SUPPLIED DATA start
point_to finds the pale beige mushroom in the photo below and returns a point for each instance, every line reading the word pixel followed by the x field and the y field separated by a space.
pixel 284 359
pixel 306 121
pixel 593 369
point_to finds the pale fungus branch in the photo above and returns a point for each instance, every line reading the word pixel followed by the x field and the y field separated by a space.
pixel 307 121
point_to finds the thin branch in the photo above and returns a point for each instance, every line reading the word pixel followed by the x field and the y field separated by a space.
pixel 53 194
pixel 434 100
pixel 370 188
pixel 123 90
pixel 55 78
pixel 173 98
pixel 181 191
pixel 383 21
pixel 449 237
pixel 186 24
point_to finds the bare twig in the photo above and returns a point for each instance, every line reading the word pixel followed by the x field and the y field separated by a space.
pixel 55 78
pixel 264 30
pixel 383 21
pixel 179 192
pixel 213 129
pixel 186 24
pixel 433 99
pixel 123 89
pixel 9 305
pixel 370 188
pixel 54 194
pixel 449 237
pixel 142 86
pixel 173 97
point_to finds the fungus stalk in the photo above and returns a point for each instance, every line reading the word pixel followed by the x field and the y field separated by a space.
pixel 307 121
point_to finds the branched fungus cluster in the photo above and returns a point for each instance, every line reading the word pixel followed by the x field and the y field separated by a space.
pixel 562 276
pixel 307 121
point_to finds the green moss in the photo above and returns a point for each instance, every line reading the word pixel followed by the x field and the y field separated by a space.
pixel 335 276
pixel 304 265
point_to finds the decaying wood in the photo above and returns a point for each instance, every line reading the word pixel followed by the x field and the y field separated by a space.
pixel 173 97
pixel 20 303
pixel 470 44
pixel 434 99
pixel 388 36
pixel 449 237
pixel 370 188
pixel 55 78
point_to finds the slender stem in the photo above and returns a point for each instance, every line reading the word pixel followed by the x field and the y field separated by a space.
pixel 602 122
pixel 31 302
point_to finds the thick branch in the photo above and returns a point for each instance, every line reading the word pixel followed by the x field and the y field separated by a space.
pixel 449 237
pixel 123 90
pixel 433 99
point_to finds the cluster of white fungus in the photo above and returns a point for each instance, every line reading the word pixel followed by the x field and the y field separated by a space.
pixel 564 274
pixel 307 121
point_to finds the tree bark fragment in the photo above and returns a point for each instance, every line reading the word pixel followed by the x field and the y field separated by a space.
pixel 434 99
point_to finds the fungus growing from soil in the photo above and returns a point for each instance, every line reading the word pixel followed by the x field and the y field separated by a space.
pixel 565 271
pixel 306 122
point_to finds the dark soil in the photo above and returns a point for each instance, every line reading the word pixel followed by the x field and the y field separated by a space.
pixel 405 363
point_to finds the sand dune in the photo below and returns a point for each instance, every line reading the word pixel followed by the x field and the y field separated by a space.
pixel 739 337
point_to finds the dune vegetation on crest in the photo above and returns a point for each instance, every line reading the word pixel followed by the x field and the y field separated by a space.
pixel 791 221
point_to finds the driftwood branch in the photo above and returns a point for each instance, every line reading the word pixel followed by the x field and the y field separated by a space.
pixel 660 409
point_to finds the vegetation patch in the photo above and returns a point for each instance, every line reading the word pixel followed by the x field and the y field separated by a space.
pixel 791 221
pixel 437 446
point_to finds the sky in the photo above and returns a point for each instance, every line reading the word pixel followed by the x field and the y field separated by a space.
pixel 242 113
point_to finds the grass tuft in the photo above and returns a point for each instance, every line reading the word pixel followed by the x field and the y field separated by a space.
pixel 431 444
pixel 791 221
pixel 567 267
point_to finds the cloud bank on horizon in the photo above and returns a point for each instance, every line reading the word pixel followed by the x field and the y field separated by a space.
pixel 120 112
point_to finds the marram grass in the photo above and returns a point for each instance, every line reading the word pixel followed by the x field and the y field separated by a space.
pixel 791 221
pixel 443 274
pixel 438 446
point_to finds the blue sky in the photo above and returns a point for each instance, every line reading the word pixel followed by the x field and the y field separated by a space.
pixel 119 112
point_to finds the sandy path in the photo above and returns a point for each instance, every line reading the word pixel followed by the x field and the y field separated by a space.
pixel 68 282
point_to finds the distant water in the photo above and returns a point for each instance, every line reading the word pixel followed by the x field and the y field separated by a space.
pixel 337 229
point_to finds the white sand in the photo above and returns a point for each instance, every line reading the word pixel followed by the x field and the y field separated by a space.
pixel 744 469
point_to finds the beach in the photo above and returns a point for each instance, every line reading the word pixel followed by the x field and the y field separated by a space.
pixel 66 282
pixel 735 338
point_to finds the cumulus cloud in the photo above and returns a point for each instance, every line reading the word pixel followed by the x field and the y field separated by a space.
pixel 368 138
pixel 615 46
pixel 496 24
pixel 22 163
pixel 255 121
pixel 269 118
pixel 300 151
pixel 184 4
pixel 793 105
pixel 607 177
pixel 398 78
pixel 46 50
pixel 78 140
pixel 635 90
SUPPLIED DATA end
SUPPLIED DATA start
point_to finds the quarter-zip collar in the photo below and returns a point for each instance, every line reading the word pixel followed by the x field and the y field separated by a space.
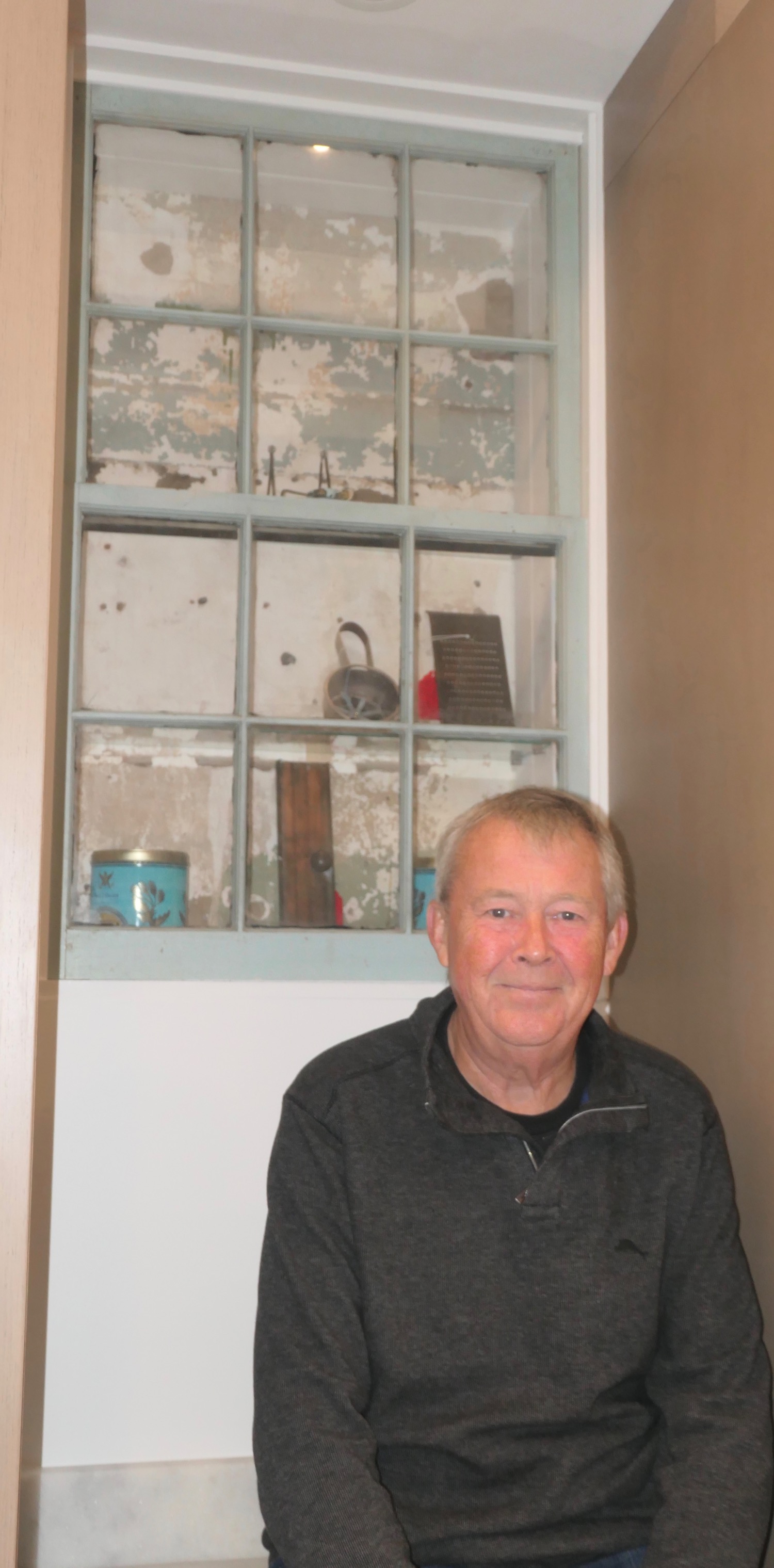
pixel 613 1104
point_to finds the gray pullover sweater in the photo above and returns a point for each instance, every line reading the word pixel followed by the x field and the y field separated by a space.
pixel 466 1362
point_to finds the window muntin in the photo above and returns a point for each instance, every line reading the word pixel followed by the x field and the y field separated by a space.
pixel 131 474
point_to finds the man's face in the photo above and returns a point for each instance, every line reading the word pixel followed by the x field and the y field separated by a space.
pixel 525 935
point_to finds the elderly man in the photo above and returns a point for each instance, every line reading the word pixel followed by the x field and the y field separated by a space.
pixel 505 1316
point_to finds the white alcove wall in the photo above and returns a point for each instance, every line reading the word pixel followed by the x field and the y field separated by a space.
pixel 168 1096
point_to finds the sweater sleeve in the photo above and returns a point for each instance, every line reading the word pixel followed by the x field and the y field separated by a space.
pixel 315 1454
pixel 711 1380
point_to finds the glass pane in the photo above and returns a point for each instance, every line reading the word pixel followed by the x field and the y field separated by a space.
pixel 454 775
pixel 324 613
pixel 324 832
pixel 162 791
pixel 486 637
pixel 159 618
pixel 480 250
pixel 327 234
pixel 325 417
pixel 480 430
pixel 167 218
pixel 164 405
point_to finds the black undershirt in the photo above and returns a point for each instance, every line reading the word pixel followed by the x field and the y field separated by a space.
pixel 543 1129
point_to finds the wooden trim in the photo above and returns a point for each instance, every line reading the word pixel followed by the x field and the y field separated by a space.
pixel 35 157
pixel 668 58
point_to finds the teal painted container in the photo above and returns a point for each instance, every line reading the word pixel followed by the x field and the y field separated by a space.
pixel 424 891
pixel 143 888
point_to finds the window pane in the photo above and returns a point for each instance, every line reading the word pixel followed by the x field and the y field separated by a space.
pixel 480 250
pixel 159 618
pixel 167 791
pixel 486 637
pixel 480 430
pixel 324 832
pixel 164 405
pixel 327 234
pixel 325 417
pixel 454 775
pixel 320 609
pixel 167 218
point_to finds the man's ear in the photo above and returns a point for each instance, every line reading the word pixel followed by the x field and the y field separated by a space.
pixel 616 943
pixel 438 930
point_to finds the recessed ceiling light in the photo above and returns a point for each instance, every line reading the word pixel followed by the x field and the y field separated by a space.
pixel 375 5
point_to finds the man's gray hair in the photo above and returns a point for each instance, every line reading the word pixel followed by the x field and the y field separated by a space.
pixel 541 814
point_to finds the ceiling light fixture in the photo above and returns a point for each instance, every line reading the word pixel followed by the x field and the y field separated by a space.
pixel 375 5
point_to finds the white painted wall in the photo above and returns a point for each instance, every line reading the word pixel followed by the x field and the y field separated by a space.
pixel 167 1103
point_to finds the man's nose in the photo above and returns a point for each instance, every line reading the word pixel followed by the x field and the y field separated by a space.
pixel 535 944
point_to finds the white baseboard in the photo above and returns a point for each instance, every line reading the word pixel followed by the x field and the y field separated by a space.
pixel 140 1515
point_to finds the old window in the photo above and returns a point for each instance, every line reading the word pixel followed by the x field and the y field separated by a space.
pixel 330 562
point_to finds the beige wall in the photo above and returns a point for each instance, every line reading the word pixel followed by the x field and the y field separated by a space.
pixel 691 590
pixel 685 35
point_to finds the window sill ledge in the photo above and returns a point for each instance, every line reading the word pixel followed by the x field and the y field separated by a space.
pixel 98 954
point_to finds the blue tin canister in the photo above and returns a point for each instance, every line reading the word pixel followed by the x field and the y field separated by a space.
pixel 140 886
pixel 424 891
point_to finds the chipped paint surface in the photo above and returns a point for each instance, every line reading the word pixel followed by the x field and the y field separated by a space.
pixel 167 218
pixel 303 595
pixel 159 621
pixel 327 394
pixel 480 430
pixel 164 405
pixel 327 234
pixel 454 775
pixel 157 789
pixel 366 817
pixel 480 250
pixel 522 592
SUPPLIED DATA end
▶ TO DO:
Tally the lines of the data above that contain the string "pane", and reply with the number only.

▶ FINISHED EXERCISE:
2